--- What is expected ---
Every entry needs to be given again exactly as it reads.

Entries taken from a collection:
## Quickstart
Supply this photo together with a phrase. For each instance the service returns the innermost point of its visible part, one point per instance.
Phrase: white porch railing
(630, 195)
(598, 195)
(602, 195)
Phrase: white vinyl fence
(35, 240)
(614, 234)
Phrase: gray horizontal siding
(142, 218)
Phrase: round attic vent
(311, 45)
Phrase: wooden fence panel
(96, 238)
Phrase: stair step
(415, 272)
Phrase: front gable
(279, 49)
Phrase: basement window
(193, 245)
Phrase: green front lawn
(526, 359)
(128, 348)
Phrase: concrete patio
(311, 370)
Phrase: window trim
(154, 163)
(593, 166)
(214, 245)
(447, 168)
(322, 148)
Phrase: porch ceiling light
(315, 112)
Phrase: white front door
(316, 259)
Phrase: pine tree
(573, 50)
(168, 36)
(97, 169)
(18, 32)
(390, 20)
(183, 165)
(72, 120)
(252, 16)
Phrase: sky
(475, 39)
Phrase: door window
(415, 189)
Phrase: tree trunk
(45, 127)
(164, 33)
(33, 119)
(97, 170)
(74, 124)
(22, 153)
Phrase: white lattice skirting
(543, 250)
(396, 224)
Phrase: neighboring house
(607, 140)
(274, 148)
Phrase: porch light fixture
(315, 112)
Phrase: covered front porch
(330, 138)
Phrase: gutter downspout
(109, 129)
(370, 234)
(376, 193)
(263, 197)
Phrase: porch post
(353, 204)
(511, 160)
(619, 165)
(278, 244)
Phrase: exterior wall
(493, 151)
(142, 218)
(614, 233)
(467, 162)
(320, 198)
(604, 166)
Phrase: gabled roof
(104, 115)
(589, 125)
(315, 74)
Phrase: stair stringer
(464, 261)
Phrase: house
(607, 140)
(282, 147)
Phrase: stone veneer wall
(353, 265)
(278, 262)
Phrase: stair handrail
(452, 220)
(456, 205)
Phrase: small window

--- Reply ---
## Quickstart
Supply this photo together with a phrase. For each instance the service returns the innermost point of its visible part, one point per instance.
Phrase: white porch railing
(630, 195)
(598, 195)
(602, 195)
Phrase: white vinyl fence
(35, 240)
(614, 234)
Phrase: gray horizontal siding
(142, 218)
Phrase: round attic vent
(311, 45)
Phrase: wooden fence panel
(96, 238)
Phrase: stair step
(415, 272)
Phrase: front gable
(279, 49)
Phrase: basement window
(193, 245)
Phrase: green front lawn
(526, 359)
(128, 348)
Phrase: concrete patio
(311, 370)
Phrase: window trim
(154, 163)
(593, 166)
(214, 245)
(447, 168)
(322, 148)
Phrase: porch ceiling light
(315, 112)
Phrase: white front door
(316, 259)
Phrase: pine tree
(573, 50)
(168, 36)
(97, 169)
(18, 32)
(390, 20)
(183, 165)
(72, 120)
(252, 16)
Phrase: sky
(475, 39)
Phrase: door window
(415, 189)
Phrase: tree trunk
(45, 127)
(164, 33)
(33, 119)
(97, 170)
(74, 124)
(22, 153)
Phrase: white lattice skirting
(543, 250)
(396, 224)
Phrase: neighboring house
(607, 140)
(274, 148)
Phrase: porch light fixture
(315, 112)
Phrase: covered front porch
(330, 138)
Phrase: gutter downspout
(109, 129)
(370, 234)
(376, 193)
(263, 197)
Phrase: porch post
(353, 204)
(511, 160)
(619, 165)
(278, 244)
Phrase: exterior wall
(493, 151)
(142, 218)
(614, 233)
(467, 162)
(320, 198)
(604, 166)
Phrase: gabled roof
(104, 115)
(589, 125)
(315, 74)
Phrase: stair stringer
(464, 261)
Phrase: house
(607, 140)
(282, 147)
Phrase: stone veneer wall
(353, 265)
(278, 262)
Phrase: stair handrail
(452, 220)
(456, 205)
Phrase: small window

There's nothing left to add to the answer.